> _Work to complete_
Identify every line in the entries below that contains the word "diver", and copy each such line in full. Case counts.

════════

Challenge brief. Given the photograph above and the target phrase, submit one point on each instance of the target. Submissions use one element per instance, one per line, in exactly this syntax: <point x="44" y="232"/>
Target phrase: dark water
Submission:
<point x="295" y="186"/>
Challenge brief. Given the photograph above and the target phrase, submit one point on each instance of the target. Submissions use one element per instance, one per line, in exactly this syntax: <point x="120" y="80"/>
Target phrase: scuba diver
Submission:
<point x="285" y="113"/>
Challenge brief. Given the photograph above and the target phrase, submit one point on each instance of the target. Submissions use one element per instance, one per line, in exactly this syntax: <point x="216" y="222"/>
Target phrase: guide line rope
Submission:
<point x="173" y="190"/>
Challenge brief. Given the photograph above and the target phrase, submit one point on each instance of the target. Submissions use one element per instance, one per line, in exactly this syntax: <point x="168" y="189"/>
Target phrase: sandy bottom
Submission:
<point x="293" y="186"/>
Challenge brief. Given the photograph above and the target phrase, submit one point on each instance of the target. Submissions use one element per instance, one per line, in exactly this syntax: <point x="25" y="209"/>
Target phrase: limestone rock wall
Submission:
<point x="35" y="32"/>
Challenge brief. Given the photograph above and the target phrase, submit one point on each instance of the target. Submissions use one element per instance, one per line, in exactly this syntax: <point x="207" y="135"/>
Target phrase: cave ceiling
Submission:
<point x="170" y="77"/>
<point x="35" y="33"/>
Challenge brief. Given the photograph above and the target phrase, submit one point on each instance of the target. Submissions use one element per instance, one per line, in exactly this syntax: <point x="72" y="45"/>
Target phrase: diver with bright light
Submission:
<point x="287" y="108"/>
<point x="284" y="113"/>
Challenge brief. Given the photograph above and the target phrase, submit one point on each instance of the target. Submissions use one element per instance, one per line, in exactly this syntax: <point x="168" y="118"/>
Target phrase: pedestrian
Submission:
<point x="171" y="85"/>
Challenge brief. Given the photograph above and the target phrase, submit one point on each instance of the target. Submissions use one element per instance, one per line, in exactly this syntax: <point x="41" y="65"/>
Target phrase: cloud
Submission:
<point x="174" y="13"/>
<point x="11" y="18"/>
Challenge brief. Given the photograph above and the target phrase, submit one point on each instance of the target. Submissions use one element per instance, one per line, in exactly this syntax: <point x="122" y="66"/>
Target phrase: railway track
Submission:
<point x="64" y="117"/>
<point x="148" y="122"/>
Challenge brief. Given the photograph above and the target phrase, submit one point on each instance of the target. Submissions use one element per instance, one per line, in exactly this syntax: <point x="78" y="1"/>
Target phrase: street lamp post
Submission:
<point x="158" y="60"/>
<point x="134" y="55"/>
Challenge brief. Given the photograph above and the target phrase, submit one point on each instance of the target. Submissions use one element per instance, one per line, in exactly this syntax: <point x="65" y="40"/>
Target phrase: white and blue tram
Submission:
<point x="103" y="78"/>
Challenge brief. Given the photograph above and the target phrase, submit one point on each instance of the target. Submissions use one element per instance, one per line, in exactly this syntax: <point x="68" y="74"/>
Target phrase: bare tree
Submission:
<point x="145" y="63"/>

════════

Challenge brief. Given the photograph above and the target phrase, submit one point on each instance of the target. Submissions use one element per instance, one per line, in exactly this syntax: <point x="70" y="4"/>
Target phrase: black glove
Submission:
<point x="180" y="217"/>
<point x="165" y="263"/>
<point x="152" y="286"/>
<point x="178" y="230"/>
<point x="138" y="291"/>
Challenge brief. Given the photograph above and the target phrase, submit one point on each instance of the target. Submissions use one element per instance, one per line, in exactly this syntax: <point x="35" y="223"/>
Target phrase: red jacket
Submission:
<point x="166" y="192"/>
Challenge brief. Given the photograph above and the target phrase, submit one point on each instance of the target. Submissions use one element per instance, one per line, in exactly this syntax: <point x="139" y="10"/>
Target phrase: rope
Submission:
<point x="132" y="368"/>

════════

> _Complete answer_
Target phrase: scuba diver
Target phrase: diver with bright light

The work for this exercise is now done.